━━ Input data ━━
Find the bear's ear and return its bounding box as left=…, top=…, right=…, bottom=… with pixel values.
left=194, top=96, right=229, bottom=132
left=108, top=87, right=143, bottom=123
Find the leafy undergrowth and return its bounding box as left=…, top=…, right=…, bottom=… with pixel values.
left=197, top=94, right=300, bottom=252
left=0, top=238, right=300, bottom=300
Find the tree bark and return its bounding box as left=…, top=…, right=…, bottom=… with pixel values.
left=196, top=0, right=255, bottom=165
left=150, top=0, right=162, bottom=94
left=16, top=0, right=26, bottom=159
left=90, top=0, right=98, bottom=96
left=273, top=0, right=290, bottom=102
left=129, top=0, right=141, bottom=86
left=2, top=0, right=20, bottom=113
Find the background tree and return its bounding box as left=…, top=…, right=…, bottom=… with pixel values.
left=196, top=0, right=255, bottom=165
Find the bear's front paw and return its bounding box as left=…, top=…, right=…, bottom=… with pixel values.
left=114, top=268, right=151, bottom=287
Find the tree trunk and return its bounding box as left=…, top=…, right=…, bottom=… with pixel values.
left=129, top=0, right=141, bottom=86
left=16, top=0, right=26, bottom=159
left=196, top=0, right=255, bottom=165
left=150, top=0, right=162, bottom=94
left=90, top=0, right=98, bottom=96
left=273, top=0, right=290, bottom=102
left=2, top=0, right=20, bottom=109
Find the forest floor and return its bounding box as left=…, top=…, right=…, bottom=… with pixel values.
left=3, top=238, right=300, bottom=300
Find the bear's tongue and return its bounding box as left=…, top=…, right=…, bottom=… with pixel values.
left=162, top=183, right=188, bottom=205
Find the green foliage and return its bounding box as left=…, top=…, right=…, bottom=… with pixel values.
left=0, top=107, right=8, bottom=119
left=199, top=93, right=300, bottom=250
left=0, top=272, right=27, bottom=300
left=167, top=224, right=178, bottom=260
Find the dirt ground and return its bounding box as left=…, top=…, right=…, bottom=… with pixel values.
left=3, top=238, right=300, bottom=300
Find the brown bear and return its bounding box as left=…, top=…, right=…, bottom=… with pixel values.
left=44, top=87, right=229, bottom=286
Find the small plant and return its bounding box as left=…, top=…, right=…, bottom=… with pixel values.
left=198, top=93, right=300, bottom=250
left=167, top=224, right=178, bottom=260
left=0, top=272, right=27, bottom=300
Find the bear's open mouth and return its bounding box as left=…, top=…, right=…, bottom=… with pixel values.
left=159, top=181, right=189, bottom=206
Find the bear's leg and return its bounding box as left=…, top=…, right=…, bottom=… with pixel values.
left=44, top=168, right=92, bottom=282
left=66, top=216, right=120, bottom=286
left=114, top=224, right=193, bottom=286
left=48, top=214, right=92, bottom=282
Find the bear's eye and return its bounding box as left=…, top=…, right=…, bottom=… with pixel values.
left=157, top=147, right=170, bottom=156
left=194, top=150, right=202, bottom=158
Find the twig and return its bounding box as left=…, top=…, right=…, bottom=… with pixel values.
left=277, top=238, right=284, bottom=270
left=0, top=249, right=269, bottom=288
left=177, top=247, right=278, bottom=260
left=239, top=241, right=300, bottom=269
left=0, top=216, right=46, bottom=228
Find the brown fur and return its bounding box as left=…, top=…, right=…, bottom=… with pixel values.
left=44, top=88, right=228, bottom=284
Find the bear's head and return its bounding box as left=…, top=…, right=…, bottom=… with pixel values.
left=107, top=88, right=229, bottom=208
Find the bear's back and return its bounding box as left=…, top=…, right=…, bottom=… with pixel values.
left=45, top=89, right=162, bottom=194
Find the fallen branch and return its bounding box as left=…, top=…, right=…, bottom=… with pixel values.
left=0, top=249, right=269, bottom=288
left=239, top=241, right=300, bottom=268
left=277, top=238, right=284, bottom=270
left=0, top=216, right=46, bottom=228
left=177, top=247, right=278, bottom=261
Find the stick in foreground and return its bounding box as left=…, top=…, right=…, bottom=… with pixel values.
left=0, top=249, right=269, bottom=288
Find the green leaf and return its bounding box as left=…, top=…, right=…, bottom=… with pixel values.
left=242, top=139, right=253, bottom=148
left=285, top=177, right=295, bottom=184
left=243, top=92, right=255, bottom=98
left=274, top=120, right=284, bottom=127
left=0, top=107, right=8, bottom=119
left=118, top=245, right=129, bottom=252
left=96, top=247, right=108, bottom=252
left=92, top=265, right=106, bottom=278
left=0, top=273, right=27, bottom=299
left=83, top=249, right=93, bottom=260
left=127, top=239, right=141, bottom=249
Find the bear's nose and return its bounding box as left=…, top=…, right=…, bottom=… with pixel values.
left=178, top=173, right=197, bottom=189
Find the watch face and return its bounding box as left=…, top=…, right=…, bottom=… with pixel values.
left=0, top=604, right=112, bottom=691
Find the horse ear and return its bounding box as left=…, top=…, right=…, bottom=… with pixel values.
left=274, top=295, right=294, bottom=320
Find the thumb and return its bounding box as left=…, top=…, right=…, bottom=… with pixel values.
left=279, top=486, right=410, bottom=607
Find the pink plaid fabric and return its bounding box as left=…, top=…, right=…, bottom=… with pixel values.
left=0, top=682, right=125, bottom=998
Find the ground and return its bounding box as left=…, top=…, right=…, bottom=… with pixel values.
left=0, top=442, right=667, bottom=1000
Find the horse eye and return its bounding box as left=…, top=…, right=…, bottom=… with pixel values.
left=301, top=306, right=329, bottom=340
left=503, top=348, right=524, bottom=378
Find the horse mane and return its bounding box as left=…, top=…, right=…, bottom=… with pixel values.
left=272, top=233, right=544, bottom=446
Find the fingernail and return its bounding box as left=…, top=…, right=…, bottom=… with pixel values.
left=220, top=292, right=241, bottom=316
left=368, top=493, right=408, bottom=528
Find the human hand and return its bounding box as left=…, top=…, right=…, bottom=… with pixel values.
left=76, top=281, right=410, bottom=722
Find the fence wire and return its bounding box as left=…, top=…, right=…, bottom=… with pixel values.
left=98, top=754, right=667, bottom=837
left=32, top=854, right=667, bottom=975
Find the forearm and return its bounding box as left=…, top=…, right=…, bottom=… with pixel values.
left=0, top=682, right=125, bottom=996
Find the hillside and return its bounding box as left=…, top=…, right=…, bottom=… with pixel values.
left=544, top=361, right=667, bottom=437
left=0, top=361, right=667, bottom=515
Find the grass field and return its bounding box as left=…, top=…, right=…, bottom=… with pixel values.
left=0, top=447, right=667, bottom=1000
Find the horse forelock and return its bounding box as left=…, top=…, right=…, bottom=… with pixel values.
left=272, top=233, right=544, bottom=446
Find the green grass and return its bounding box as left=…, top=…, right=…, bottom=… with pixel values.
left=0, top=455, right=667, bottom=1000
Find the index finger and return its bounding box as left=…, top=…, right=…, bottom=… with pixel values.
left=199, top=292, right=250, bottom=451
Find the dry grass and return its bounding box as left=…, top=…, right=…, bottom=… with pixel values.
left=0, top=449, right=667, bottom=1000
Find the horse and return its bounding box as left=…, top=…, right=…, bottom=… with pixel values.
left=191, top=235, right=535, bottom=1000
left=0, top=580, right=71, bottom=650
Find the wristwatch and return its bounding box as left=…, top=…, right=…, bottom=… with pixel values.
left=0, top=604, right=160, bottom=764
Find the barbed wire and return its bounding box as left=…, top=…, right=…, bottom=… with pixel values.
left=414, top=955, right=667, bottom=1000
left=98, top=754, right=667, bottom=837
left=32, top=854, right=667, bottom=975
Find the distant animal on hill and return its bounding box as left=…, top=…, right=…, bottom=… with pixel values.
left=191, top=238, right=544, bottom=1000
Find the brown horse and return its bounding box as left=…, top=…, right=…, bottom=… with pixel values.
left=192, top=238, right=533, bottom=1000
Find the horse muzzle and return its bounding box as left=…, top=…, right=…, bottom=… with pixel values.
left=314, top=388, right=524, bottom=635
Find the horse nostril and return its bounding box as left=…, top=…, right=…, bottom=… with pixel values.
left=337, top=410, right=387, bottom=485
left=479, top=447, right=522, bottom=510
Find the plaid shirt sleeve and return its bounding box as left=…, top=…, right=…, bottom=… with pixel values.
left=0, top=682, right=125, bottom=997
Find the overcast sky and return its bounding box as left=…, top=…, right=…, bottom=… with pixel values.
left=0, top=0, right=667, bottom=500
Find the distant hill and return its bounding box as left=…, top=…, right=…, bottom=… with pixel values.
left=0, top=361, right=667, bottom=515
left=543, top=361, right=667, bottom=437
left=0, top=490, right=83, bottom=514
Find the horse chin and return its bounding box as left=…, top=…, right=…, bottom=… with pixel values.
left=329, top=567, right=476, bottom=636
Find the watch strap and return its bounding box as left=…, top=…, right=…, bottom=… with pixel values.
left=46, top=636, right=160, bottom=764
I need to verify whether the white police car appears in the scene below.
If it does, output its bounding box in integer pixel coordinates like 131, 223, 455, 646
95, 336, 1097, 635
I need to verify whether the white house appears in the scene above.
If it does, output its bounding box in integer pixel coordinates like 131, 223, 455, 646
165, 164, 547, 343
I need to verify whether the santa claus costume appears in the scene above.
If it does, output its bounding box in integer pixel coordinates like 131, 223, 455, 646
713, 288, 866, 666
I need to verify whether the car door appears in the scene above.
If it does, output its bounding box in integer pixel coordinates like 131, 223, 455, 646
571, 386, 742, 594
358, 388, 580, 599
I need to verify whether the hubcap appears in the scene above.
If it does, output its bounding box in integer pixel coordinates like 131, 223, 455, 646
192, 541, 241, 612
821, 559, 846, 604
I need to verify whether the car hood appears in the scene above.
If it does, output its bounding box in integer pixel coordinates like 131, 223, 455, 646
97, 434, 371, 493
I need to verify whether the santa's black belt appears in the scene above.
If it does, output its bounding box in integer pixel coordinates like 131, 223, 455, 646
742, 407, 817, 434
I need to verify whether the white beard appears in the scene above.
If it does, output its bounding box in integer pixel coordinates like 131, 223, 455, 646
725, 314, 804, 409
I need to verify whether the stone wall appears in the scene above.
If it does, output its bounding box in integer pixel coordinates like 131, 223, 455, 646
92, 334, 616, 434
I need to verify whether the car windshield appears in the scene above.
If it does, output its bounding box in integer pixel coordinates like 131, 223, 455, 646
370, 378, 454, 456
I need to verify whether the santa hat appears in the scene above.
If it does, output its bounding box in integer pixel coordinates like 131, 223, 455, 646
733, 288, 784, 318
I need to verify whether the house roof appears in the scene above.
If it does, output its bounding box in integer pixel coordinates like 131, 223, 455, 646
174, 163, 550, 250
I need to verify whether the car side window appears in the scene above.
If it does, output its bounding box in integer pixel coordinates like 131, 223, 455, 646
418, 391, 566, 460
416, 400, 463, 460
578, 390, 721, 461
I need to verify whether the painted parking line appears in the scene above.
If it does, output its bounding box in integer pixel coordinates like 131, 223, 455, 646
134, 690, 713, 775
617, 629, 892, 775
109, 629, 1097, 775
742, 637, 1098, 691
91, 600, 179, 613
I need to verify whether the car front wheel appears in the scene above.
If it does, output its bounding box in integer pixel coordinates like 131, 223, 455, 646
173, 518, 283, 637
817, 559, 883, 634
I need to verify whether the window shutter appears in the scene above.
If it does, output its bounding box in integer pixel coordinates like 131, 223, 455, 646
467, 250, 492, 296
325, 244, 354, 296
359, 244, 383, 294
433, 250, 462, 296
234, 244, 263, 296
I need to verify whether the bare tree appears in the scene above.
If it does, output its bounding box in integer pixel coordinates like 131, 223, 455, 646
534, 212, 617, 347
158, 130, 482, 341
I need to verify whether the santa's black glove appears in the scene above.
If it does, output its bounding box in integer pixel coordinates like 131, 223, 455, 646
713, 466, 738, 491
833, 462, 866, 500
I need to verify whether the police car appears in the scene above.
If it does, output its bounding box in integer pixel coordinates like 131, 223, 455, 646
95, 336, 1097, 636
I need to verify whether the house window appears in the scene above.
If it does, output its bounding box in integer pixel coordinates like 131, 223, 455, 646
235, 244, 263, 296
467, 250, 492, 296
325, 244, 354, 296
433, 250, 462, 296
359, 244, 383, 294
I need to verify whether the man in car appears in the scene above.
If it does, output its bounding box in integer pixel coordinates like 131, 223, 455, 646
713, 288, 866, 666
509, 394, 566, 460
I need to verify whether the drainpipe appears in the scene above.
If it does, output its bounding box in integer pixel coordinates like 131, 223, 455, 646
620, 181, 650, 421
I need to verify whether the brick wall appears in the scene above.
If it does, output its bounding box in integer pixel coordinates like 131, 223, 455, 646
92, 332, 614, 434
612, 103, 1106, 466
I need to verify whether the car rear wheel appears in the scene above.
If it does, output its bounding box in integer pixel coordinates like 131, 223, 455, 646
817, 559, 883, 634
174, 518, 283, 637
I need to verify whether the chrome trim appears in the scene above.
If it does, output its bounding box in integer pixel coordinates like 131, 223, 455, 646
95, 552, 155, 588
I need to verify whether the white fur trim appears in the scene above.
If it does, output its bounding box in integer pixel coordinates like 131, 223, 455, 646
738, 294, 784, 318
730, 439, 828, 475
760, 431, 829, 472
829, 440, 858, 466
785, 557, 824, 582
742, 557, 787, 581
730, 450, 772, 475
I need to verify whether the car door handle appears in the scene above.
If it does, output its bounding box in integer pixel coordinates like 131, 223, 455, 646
━━━
Rewrite the data from the line with "I need to verify whether the man" through the end, replacing "verify" with "check" and leaving everything else unchanged.

I need to check whether the man in car appears in the scene above.
If it does, output its bounding box in integer pixel coordinates like 131, 223, 455, 646
713, 288, 866, 666
509, 394, 566, 460
I need to check whether the drainpipe appears in the scene above.
If it does, output its bounding box in integer pixel coordinates like 131, 223, 455, 646
620, 181, 650, 421
I need to check whether the brick wall appears in the scene above.
If it does, output its bounding box in integer pixel coordinates like 131, 223, 455, 646
92, 332, 614, 434
612, 103, 1106, 466
I need to check whether the car rear wheel appears in the scene above.
If it does, output its bounding box in integer pixel coordinates like 131, 223, 455, 646
817, 559, 883, 634
174, 518, 283, 637
I need to check whether the chrome trim appears in the scene above.
If it does, output its bounding box in integer pixel coordinates like 131, 223, 455, 646
95, 552, 155, 588
I need to check whether the white fur trim appears in the scene above.
If it does, output its bounding box in integer pixel coordinates like 131, 223, 455, 646
738, 294, 784, 318
730, 439, 828, 475
760, 431, 829, 472
829, 440, 858, 466
785, 557, 824, 582
742, 557, 787, 581
730, 450, 772, 475
I need to check whether the car door handle appears in the scene above.
If it does, output its bounding box in integer pixel coordinates like 131, 223, 455, 646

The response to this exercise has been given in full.